### Page text:
[jira] [Comment Edited] (KAFKA-5716) Connect: When SourceTask.commit it is possible not everthing from SourceTask.poll has been sent

Per Steffensen (JIRA) Wed, 20 Sep 2017 04:14:39 -0700

    [ 
https://issues.apache.org/jira/browse/KAFKA-5716?page=com.atlassian.jira.plugin.system.issuetabpanels:comment-tabpanel&focusedCommentId=16172876#comment-16172876
 ]


Per Steffensen edited comment on KAFKA-5716 at 9/20/17 11:13 AM:
-----------------------------------------------------------------

bq. The idiomatic pattern for source connectors is to rely upon the source 
partition and source offsets included in each source record, and to have 
Connect periodically commit those offsets to offset storage (e.g., Kafka in 
distributed mode) as well as during graceful shutdown of the connector. Connect 
then uses the committed offsets upon restart to inform the connector of the 
last persisted offsets the connector provided, and then the connector can 
restart from that point.

Yes, I completely get that.

bq. In this scenario, the connector doesn't need to acknowledge or be notified 
of the committed offsets since Connect is completely managing the offsets for 
the connector.

Guess it depends

bq. I'd be interested in hearing more about your use case, where IIUC your 
connector needs to notify the source system that progress has completed. Can 
you describe the source system and why you're using this approach?

I believe it would be to much explanation here. I can give a few "hints", but 
maybe you will not be able to follow without more details.

First of all, I am starting to realize that I may be using Kafka-Connect for 
something that it was not completely intended for. I start to believe that it 
is intended to "expose data in some source-system via Kafka, but the data stays 
in the source-system". What I am using it for can in some cases be described as 
"transfer data from some temporary storage (source-system) to Kafka, and when 
it has been safely transferred it is deleted from the source-system", and in 
other cases as just "advanced Kafka-to-Kafka ETL". Even though Kafka-Connect 
(source-connectors) is intended for the first thing, it does a very nice job 
for me on the second thing :-) Maybe the intended use for Kafka-Connect could 
change to include both :-) :-) :-)

Shortly about two of the source-connectors I have

1. TCP streaming indirectly to Kafka

>From a 3rd-party we receive data through TCP. Unknown number of concurrent 
>TCP-streams. We have only one chance to get this data, so we better make sure 
>we "receive and store it". We could write the TCP-streams directly to Kafka, 
>but for several good reasons we do write the stream to local files. Each 
>stream gets chopped into several files of a particular length, starting on the 
>next file, when the previous file has reached that length. Now, the job is to 
>get each of those streams onto Kafka. Using Kafka-Connect, which does the job 
>nicely, and bla bla bla I cannot afford to delete the original file before all 
>the data in it has been written to target Kafka, and the connect-offsets (used 
>to keep track of where in the files I got to) has been flushed, so that I will 
>not be asked to replay from a none-existing file. Lots of details missing, but 
>maybe you get the picture.

### Exercises to complete:
(A) In the JIRA comment, where are the incoming TCP streams written before they go to Kafka?
(B) Reproduce the part of the JIRA comment that opens with the words "bq. I'd be interested" and closes with "using this approach?".

[Excerpt from a dataset]

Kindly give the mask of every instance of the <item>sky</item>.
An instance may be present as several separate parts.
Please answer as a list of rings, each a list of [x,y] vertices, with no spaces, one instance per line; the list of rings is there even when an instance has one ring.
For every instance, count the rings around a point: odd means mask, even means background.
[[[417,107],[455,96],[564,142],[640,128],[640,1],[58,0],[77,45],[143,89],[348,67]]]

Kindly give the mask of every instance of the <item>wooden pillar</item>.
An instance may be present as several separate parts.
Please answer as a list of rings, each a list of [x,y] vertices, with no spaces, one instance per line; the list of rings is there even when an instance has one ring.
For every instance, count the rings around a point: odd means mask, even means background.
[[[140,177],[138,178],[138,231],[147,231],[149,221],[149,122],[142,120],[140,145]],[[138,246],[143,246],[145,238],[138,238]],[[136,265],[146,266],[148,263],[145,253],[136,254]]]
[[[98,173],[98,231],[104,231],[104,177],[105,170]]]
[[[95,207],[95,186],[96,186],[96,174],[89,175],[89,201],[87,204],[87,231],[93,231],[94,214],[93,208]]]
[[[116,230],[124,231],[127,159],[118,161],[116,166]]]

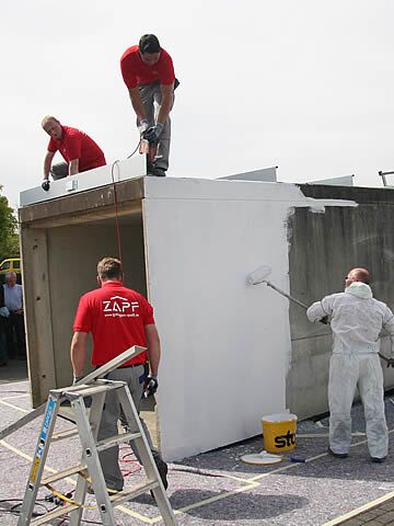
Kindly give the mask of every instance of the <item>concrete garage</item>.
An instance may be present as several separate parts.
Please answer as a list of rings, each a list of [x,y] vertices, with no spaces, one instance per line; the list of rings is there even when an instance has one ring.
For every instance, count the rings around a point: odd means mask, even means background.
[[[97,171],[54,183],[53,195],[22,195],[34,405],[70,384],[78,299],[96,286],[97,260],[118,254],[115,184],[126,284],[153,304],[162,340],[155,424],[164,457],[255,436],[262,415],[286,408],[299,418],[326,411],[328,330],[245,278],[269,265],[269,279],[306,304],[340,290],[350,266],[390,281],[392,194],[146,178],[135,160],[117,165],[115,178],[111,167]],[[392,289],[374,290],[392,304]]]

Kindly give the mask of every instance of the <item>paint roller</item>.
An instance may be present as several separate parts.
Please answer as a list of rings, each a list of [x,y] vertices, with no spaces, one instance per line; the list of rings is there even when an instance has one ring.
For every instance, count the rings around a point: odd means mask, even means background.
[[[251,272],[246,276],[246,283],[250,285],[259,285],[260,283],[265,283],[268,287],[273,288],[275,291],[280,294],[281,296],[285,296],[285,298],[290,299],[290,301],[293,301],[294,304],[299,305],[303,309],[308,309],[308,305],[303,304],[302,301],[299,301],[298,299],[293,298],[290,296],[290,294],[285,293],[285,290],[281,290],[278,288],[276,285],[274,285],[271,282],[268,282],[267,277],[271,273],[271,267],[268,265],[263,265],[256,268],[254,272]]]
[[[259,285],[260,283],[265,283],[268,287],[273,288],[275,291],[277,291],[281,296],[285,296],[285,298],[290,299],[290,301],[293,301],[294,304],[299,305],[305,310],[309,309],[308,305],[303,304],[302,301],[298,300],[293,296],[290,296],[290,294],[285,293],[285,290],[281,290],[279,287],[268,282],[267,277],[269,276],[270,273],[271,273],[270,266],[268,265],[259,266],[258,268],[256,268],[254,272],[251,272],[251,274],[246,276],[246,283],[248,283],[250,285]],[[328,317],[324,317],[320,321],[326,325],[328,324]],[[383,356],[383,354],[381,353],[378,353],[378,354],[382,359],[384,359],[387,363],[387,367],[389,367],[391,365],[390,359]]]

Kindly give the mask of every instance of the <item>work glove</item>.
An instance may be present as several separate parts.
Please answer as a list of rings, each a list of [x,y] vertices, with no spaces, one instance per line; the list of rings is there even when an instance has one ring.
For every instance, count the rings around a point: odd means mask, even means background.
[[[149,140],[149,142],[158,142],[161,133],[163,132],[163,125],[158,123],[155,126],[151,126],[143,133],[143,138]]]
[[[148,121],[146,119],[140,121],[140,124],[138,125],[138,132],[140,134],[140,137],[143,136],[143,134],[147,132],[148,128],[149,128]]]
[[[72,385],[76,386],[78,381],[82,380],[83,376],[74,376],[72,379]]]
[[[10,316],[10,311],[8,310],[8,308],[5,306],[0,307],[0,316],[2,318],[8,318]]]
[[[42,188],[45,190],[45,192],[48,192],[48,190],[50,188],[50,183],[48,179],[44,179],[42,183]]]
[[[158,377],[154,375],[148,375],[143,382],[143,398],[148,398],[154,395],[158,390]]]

...

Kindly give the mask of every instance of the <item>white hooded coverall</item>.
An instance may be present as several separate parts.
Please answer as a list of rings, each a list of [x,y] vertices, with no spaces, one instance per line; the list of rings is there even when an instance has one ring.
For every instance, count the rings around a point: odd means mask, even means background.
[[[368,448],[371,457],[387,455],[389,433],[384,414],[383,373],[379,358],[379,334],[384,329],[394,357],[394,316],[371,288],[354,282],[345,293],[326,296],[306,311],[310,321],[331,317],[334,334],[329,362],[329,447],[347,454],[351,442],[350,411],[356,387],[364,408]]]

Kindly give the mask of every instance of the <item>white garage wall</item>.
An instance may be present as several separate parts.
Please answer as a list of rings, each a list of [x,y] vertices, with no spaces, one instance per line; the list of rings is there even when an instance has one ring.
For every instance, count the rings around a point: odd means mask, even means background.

### Solutions to the tasks:
(A) To local files.

(B)
bq. I'd be interested in hearing more about your use case, where IIUC your 
connector needs to notify the source system that progress has completed. Can 
you describe the source system and why you're using this approach?